■ WORK REQUIRED
Retype the data below exactly, covering only the lines between the one containing "Would you mind pointing out the white shirt collar" and the one containing "(1174, 338)", both included.

■ INPUT RECORDS

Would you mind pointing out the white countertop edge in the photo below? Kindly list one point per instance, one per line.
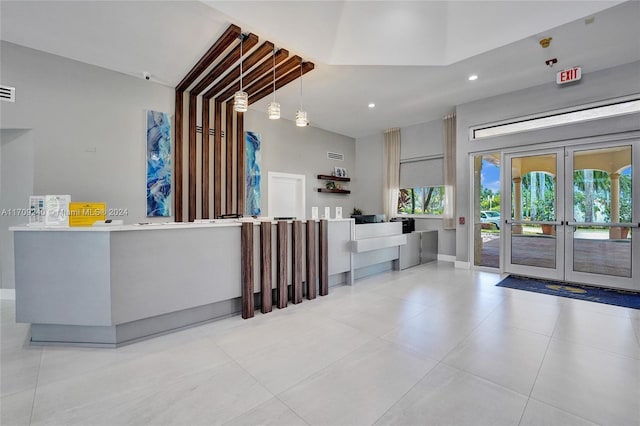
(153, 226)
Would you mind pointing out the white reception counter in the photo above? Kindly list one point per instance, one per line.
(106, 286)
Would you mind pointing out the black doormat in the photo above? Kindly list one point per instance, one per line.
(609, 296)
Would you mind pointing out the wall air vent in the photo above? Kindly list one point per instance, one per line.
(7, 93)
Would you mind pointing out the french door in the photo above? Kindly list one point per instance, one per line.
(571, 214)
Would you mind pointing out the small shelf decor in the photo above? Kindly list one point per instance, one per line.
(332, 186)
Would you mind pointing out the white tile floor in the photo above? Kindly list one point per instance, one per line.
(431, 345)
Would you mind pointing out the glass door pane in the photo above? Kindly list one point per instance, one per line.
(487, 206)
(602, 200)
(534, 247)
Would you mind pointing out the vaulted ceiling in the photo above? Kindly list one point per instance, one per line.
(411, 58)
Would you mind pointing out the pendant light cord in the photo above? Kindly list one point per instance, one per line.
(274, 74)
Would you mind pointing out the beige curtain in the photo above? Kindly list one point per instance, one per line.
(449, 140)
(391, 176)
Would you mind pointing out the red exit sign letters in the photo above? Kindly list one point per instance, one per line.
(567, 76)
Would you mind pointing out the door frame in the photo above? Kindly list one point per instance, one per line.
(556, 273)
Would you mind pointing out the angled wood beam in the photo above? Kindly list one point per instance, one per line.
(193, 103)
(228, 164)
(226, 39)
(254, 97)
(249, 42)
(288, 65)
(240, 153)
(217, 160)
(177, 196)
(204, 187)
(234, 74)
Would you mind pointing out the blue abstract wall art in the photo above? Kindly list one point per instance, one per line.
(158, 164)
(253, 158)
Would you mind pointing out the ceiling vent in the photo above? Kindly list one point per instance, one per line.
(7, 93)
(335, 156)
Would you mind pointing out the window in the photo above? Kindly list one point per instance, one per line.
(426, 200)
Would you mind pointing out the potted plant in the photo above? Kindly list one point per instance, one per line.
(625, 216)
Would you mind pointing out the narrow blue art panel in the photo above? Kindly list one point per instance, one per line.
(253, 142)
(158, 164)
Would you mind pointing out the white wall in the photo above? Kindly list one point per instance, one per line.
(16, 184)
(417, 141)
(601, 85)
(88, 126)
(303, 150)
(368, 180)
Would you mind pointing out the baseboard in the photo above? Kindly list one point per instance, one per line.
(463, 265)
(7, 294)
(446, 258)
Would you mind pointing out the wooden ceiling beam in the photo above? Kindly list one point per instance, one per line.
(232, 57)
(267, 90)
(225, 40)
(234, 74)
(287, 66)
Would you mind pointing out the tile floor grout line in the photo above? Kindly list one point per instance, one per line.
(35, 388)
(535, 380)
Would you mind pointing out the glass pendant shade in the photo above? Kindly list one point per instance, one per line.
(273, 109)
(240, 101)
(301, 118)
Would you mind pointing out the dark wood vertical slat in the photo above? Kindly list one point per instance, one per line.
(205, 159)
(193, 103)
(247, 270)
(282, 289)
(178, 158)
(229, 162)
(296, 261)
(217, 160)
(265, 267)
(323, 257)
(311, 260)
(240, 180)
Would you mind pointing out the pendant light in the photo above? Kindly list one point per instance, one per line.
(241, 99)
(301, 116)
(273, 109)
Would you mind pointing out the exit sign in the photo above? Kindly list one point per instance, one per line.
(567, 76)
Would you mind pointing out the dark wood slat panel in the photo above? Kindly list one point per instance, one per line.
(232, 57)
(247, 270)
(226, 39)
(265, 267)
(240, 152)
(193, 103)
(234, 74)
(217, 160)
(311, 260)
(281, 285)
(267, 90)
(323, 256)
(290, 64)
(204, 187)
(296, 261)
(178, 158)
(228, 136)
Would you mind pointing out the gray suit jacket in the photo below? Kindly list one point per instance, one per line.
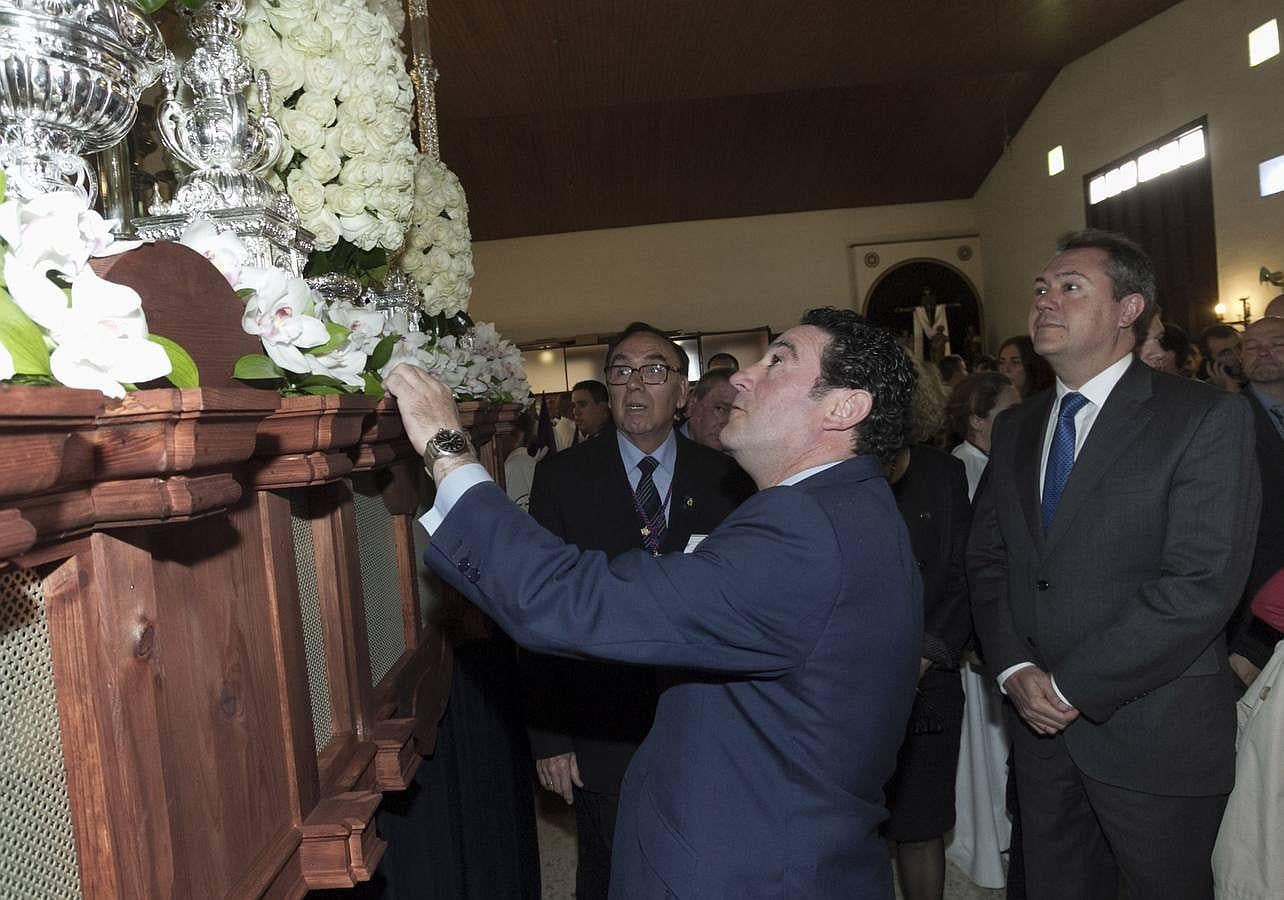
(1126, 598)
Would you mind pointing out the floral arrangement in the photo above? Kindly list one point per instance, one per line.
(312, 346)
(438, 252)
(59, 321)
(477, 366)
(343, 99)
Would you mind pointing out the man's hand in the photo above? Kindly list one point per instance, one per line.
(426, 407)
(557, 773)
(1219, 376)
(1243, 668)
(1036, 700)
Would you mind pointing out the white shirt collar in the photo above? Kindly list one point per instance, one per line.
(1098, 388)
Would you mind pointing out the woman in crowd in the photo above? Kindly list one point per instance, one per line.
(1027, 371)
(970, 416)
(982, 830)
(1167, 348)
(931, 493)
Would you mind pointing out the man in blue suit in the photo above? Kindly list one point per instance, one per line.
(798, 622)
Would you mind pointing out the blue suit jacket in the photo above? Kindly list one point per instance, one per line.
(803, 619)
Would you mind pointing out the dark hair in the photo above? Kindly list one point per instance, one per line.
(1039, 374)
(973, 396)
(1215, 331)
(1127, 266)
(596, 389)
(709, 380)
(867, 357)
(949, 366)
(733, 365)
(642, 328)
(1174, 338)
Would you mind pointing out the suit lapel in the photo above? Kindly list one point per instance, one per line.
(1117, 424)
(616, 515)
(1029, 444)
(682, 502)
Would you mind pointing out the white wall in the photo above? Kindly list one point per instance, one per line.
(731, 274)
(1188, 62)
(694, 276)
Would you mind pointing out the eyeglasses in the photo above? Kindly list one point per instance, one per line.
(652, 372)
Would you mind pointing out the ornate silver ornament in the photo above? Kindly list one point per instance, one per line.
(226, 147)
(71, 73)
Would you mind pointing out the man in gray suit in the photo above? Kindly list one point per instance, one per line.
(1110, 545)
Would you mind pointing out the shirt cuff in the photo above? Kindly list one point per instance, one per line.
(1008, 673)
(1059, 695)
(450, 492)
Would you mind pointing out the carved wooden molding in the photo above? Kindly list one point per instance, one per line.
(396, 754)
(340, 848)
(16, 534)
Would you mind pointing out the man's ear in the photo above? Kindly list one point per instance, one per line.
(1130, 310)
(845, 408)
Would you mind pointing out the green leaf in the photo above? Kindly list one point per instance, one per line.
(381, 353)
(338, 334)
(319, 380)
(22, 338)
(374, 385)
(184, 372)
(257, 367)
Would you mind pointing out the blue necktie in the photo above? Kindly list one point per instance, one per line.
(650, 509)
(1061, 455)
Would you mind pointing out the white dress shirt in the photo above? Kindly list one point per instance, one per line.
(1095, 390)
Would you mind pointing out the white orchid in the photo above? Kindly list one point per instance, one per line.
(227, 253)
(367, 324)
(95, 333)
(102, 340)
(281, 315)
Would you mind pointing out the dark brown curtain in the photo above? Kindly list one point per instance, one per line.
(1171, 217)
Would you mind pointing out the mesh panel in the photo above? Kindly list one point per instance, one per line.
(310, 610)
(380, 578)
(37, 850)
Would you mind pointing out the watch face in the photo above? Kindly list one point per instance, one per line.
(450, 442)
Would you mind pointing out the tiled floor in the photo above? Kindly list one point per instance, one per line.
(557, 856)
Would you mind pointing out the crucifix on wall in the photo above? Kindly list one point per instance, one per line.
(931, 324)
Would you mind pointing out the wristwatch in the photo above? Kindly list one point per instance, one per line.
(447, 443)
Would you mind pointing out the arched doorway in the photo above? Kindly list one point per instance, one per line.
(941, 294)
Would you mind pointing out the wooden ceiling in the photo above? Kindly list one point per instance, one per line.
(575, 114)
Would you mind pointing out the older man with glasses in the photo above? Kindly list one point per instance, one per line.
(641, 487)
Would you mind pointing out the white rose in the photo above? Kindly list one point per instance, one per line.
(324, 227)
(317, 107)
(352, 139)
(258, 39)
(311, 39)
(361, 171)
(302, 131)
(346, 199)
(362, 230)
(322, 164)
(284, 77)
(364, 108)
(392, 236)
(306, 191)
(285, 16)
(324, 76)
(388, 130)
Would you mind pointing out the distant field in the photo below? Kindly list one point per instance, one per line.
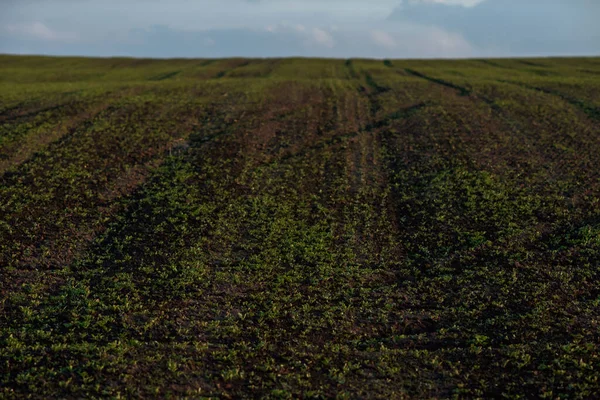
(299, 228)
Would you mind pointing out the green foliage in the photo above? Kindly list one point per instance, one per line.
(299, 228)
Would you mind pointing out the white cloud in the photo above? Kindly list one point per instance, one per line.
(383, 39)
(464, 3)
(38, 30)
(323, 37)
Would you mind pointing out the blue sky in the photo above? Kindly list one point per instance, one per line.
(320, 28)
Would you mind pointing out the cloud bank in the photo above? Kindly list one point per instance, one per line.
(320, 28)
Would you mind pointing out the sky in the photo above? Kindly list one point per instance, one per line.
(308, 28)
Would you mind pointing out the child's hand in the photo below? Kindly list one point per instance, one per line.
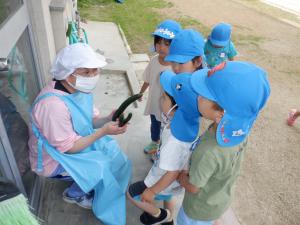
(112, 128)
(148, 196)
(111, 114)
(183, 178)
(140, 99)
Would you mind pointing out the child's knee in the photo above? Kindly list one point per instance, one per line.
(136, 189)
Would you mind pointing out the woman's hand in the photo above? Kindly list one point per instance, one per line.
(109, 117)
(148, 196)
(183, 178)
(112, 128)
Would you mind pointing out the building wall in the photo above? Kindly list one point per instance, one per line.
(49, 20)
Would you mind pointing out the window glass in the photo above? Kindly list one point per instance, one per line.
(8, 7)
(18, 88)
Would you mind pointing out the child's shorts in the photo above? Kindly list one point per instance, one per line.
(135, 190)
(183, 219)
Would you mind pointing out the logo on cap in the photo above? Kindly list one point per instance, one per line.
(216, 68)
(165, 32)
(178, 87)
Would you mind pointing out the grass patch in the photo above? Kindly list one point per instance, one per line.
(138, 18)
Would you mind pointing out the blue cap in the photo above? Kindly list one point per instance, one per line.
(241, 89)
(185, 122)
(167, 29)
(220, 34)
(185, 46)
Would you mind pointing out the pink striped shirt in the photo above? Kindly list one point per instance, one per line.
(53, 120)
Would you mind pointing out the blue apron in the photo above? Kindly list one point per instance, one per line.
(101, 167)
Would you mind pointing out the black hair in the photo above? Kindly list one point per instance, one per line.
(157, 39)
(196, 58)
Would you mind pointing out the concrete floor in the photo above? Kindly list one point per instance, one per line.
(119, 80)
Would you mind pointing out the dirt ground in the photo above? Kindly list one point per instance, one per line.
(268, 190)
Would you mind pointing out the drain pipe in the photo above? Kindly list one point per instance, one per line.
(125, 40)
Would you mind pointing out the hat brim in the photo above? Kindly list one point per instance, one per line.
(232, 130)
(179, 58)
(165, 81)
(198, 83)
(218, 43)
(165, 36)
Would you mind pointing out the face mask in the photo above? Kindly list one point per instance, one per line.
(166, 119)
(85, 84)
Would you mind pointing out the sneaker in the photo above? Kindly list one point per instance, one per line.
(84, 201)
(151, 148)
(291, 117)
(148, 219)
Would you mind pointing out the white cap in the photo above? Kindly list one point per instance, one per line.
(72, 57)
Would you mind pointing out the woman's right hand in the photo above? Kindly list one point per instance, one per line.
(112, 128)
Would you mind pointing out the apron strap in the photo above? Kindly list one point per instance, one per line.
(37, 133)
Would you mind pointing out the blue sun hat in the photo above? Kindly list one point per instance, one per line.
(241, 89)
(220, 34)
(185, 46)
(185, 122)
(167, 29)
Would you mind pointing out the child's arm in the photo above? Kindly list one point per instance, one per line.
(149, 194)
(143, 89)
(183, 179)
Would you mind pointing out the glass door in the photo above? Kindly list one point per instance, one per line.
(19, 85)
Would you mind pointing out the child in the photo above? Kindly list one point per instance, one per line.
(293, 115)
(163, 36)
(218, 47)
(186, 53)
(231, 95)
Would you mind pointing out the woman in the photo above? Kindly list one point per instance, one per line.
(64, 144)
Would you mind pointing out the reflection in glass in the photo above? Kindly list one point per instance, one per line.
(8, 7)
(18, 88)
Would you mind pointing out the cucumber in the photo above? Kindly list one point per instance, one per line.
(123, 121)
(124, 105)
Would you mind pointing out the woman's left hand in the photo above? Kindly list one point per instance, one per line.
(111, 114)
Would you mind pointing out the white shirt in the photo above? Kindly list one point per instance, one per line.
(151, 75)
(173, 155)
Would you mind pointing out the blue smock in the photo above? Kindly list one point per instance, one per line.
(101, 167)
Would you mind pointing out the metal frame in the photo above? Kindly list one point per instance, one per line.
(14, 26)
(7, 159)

■ SOLUTION TO THE PROBLEM
Would you mind pointing out the white shirt collar in the photo above? Kindly list one point per instance, one per line.
(1098, 388)
Would you mind pointing out the woman in crowd in the photo above? Kindly list one point per instance, one per line.
(1027, 371)
(970, 416)
(982, 830)
(1167, 348)
(931, 493)
Would you mind pointing out the man in blue suit in the photo above? Kindly list one point per instance, one per line.
(798, 622)
Would you mind pointing out the blue suit jacket in the photo above? Kindly list one point per instance, one per line.
(803, 619)
Would you mind pointing out the dark hair in the photo above? Kindly list one point per instance, one per line.
(1039, 374)
(973, 396)
(1215, 331)
(1127, 266)
(596, 389)
(709, 380)
(867, 357)
(949, 366)
(733, 365)
(642, 328)
(1174, 338)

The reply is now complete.